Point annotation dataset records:
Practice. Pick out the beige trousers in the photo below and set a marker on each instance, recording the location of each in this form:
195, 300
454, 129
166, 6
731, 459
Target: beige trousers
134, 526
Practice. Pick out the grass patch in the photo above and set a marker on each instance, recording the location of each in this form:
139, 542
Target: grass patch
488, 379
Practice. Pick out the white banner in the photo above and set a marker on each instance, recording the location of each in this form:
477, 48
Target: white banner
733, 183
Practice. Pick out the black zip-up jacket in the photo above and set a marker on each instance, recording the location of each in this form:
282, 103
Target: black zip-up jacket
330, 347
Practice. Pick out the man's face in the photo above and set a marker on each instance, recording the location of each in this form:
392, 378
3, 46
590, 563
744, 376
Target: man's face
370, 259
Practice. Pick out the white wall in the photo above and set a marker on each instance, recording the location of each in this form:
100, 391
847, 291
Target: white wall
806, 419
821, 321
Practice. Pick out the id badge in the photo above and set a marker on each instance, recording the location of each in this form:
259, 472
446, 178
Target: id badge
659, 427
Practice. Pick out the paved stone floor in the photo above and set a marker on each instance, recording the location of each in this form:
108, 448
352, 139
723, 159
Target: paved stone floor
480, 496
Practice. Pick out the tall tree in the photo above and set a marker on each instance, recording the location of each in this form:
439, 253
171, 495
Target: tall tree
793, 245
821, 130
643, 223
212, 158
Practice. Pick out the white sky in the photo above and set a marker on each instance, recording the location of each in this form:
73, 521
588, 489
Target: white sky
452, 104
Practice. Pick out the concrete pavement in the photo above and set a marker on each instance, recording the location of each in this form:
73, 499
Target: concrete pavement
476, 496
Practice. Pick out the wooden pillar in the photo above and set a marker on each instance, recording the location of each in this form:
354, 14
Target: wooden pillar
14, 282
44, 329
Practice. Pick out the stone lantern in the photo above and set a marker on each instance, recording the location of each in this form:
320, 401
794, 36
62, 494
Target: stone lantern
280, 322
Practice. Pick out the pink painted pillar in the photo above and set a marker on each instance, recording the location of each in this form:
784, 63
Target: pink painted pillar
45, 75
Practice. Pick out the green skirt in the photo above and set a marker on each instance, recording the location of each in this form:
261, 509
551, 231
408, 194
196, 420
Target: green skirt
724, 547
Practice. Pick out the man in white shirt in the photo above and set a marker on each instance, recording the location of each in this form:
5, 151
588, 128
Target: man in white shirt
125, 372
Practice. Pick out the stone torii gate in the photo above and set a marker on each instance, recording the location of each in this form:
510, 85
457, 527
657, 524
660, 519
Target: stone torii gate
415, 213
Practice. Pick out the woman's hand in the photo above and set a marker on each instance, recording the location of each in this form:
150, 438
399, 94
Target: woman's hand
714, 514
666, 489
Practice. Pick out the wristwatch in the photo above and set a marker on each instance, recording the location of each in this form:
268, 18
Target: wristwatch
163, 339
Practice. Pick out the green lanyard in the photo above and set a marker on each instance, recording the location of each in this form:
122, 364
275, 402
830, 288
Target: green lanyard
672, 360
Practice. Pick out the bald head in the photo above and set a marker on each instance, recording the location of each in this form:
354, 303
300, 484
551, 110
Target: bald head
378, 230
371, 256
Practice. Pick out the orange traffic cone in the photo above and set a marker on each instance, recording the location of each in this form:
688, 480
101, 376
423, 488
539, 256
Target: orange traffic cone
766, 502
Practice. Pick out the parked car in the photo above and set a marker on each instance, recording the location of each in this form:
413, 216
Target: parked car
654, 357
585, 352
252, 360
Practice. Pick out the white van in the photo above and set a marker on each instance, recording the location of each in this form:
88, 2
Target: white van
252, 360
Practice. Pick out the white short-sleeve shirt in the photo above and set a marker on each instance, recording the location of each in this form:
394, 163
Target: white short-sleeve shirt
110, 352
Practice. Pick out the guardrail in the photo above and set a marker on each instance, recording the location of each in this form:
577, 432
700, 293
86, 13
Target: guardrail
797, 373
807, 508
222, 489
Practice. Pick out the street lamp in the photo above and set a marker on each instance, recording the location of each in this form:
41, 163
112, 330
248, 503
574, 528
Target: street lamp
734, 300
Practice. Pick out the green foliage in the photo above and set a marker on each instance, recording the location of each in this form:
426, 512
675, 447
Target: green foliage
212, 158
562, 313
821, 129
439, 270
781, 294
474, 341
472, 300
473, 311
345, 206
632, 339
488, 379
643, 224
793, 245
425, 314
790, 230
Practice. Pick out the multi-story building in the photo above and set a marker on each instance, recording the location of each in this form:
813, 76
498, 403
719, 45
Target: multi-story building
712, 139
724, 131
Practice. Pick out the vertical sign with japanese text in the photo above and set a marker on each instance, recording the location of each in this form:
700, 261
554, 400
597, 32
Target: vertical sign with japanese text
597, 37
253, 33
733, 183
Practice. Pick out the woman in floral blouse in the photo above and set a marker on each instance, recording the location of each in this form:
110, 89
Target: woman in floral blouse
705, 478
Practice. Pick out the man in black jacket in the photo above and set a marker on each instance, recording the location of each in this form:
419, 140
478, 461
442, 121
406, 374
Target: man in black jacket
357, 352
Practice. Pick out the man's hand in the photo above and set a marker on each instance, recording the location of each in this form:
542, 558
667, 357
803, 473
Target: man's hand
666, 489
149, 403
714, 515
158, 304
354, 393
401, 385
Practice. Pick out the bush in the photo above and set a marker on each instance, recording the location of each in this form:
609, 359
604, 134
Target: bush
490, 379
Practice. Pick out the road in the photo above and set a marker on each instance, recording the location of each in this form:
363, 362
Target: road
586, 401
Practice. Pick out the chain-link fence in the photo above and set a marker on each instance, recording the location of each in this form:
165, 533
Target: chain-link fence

> [Problem statement]
Could you give again exactly the lines from the line containing "Practice. Pick out the woman in" through the final line of the data above, and no others?

> [Result for this task]
Practice. Pick out the woman in floral blouse in the photo above and set a marker on each instance, recording the location of each in this form:
110, 89
Target: woman in floral blouse
705, 478
Practice. Pick out the man in black jacket in the photo above and set a marker on each instance, recording the location of each in this form:
419, 140
478, 461
442, 121
406, 374
Target: man in black jacket
357, 352
Practice. Pick out the man's hand in the photo above and set a marker on each instance, recording the location of each in this form:
542, 558
667, 357
803, 473
Target: man's hand
666, 489
149, 403
714, 515
158, 304
354, 393
401, 385
Practice. Pick out the bush in the photo above and set a marker on each instance, recording the location of each in this form:
609, 359
604, 134
Target: bush
490, 379
Practice. Pick out the road in the photo above and set a marker on each instance, recording the location of each in this form:
363, 362
Target: road
586, 401
Practice. Pick out the chain-link fence in the photo above and set a marker on each instance, recording the location of each in this form:
165, 533
Target: chain-link fence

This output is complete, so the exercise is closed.